What the task requires:
Take the records underneath and set them down exactly.

The input:
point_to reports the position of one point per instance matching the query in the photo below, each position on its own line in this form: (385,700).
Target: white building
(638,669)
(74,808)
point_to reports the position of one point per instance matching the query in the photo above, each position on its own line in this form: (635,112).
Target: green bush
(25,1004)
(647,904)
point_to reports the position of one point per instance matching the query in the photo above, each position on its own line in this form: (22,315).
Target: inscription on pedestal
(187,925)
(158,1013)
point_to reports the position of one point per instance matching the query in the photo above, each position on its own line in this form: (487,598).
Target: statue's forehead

Output of the exercise:
point_to reports the position of one point per instance matching the query in the photo below, each position on its own line in this form: (385,700).
Target: white building
(638,669)
(74,808)
point_to reports the position of one point per instance matching the query in the photo above, each position on its own line in this form: (635,112).
Target: green bush
(25,1004)
(647,904)
point_to reports the position of one point per instance matching the query in the photo above, each position on its own line in this form: (22,315).
Target: inscription on pedestal
(187,925)
(158,1013)
point_to reports the position of one point per instance matching the query in the photo above, each position on its own line in this form: (487,598).
Target: statue's forehead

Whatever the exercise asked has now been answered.